* Source document
# Jack Crevalle???



## jwc14 (Feb 16, 2012)

does anyone catch jack crevalle in the surf up here? if so what do y'all use?


----------



## reelthrill (Oct 3, 2007)

I would venture to say rarely would a jack crevalle be caught from the surf. They will start migrating in huge schools from east to west in a few weeks but they are usually not too hungry. In may, june they will get in our bays and will eat anything you toss at them. There will be some summer schools that will come to the gulf piers and they will also eat about anything you can throw at them.


----------



## Boliver T Wheelock (Feb 28, 2010)

*Hungry?*

It would be hard to convince me that Jacks are not hungry when I'm standing on the gulf beach ankle deep in alewives being chased out of the water by one of those schools.


----------



## jim t (Sep 30, 2007)

I've seen them while Cobia fishing. Thrown cobia jigs, they'll chase with abandon, but always turn away up close.

They don't like eels apparently. I've tried live eels too.

Same thing when trying with big schools in marinas in Key West. They chase like mad, but don't hit a lure.

I'm obviously doing something wrong.


Jim


----------



## captken (Feb 24, 2008)

*You are cranking too slow*

When you get Jacks interested, try to take it away from them.


----------



## reelthrill (Oct 3, 2007)

It may have to do with water temperature but I have witnessed this for 40 years and it is always the same. The jacks that travel in big schools from east to west during late March and early April are just not hungry. Occasionally you can get one to eat a cobia jig etc... but you are lucky if only one or two eats out of a school of 1000! During the summer months the jacks will eat a cigarette butt if it falls overboard!


----------



## keperry1182 (Oct 6, 2010)

this is just hearsay cause I've never caught one, but from what I understand about them they are angry little bastards that will attack anything in their area. Maybe that's why they don't seem to want to "eat" maybe they're just being aggressive. I'm looking forward to trying to catch a few this year, heard they fight like hell!


----------



## penn 10/0 (Apr 7, 2011)

I have caught small ones in the surf before, both on a pomp rig and a pomp jig, nothing large the biggest one was about a foot long, but where there are small ones there are large ones, or so i hear... lol


----------



## Seachaser 186 (Apr 9, 2009)

* Data records
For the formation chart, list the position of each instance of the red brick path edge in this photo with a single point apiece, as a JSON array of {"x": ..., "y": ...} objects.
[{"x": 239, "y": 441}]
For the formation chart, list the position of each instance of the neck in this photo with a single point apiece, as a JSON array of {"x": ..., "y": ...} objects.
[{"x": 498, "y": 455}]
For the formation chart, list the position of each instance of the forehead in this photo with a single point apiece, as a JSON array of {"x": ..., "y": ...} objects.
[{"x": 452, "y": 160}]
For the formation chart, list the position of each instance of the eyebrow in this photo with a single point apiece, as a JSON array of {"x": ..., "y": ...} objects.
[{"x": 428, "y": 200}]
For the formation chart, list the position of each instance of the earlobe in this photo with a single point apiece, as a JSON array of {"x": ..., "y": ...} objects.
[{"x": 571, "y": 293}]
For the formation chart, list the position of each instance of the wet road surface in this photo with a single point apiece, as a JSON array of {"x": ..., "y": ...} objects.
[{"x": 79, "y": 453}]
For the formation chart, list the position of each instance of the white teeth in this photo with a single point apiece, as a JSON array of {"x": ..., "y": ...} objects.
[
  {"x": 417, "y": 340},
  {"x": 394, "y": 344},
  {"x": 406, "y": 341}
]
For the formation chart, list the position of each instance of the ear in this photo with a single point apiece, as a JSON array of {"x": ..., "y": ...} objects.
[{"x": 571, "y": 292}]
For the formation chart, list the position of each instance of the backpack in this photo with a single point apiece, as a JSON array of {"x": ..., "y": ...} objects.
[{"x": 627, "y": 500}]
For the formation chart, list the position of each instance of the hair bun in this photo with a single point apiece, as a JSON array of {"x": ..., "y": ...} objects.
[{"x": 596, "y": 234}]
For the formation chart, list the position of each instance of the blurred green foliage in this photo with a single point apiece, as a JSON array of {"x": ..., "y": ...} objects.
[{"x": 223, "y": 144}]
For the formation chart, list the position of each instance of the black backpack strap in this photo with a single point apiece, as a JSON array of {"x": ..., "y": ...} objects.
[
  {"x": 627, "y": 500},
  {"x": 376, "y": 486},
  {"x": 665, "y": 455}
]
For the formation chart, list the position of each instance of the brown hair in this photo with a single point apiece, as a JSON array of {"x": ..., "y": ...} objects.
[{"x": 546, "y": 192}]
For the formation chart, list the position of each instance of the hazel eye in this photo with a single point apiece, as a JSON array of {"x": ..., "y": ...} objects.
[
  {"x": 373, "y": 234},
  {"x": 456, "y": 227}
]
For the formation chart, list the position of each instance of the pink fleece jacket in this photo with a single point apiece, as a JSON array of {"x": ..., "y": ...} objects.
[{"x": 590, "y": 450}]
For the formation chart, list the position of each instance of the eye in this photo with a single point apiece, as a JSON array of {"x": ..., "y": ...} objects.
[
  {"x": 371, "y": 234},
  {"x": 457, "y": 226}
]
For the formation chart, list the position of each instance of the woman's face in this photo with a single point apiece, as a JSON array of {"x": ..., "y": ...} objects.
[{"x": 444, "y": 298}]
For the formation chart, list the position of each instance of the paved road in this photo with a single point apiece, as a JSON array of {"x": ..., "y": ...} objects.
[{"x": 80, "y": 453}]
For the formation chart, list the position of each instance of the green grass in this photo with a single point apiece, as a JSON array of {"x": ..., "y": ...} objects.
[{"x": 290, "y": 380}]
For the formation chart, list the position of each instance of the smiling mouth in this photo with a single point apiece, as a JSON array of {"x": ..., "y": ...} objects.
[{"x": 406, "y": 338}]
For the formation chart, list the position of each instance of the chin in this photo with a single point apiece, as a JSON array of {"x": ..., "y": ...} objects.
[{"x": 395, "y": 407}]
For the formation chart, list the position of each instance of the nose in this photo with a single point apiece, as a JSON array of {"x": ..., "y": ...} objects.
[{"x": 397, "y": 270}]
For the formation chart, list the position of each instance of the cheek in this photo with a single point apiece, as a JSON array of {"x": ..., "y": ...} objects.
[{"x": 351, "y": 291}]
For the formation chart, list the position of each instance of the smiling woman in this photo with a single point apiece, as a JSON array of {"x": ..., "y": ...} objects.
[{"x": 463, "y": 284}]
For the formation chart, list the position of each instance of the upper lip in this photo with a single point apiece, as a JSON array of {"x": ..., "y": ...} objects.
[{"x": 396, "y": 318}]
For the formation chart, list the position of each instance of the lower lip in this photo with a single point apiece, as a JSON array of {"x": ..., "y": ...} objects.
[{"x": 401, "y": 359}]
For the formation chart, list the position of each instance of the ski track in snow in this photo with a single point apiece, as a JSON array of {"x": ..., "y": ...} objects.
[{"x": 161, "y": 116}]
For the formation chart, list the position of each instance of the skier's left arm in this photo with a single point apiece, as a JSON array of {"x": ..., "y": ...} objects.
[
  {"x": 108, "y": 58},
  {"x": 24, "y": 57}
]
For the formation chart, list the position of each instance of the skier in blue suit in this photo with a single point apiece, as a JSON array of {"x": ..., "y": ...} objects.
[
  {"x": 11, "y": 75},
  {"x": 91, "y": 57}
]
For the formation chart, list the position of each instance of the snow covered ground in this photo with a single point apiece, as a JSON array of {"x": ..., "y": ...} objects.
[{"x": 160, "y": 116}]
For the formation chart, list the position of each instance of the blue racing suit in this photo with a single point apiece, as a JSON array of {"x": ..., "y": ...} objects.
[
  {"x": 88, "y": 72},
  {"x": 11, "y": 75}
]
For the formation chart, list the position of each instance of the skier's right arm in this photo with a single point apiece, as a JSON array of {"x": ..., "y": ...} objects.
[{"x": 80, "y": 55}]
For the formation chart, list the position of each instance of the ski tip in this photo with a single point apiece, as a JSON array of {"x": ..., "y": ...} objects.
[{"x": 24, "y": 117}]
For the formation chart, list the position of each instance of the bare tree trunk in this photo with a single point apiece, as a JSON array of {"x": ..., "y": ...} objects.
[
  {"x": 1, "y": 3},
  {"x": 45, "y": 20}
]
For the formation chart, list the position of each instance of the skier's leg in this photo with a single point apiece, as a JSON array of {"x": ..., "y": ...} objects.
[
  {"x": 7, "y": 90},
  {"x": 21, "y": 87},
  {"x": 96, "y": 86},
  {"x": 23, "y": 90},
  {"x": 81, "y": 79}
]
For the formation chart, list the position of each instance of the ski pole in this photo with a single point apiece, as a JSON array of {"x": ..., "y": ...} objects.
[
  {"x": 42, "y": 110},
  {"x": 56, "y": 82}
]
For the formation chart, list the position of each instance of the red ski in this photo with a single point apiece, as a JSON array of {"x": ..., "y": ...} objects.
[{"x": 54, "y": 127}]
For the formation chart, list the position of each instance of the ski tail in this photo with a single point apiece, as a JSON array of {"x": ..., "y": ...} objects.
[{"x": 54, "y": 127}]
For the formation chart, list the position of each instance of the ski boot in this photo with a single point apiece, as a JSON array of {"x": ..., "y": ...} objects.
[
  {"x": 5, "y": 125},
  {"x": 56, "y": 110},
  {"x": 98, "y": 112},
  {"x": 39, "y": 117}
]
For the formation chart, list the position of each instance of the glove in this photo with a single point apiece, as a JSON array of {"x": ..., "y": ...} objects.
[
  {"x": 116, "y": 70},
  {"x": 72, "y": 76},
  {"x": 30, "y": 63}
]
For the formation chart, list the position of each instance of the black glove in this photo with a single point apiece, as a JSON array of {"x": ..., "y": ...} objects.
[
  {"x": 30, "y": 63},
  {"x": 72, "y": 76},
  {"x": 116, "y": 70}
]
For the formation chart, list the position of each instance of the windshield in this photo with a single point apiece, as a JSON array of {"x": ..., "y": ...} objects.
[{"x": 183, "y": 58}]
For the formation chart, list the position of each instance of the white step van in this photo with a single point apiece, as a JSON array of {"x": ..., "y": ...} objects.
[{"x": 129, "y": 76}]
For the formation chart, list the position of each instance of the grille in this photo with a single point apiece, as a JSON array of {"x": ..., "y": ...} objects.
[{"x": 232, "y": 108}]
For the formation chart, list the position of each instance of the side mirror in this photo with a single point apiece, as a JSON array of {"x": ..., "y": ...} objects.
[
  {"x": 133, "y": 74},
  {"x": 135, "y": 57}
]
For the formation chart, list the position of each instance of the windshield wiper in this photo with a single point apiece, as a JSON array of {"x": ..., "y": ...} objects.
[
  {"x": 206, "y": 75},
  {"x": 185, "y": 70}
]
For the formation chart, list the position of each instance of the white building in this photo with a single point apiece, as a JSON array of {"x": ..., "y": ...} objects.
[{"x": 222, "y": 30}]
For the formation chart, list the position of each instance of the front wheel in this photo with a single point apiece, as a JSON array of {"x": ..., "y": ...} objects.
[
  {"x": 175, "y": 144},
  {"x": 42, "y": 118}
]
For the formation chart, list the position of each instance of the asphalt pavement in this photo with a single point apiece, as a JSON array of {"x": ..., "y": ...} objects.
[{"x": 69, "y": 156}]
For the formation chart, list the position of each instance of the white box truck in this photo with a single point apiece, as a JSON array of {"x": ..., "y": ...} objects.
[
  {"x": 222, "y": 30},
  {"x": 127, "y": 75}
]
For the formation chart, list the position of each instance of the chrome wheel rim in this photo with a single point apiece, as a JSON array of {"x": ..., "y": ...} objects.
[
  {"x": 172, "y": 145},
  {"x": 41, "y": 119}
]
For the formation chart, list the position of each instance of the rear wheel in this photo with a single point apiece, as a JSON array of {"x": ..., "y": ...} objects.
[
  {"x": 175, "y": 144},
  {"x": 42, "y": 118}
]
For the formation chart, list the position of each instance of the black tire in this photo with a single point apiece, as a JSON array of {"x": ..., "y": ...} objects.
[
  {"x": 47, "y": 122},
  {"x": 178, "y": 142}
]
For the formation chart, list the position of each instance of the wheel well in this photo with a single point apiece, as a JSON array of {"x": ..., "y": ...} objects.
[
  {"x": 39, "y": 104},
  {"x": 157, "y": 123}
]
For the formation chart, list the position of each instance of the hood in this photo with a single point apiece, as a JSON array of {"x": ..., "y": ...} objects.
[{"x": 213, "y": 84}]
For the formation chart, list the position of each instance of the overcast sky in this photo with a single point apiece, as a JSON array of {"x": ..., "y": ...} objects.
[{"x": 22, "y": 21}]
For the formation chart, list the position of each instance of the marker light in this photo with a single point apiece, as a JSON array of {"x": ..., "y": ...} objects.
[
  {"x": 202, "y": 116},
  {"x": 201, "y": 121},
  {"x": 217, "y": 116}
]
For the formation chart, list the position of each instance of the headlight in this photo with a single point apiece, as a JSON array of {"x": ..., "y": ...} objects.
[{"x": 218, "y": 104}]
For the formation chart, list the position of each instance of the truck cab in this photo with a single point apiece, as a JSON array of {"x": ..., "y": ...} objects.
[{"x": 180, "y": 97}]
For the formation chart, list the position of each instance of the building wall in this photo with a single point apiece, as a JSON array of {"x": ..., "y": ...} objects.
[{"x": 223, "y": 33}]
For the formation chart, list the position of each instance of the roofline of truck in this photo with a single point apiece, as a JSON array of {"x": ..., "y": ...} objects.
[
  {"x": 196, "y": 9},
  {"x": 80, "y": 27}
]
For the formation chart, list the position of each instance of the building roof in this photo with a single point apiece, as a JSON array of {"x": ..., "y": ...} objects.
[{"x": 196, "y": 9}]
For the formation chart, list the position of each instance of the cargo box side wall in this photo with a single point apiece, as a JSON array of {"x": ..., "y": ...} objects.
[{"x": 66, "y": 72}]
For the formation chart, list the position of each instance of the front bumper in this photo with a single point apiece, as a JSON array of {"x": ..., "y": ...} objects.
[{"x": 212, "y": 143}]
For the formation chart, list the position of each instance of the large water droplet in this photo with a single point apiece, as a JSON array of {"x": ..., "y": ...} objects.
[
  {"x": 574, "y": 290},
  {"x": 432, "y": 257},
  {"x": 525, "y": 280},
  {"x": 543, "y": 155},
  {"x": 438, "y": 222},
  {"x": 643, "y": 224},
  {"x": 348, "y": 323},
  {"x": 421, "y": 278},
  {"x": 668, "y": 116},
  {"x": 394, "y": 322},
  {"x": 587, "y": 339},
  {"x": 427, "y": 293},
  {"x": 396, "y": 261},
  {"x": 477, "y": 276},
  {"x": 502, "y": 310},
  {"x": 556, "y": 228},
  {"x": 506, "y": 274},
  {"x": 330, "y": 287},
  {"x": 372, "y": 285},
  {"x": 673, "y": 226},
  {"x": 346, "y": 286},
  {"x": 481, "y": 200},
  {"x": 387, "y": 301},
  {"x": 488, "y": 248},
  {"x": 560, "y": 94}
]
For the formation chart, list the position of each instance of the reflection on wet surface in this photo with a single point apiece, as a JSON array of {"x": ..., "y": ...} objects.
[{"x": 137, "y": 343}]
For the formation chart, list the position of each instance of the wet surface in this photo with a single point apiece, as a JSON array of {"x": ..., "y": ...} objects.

* Instruction
Can you rewrite the paragraph in the jack crevalle thread that starts "It may have to do with water temperature" as a short list that keeps its main facts?

* Written answer
- Water temperature may play a part, and the pattern has held the same for 40 years.
- Jacks traveling in big schools from east to west in late March and early April are not hungry.
- Now and then one takes a cobia jig or similar, but one or two out of a school of 1000 is lucky.
- In summer, jacks will eat even a cigarette butt that falls overboard.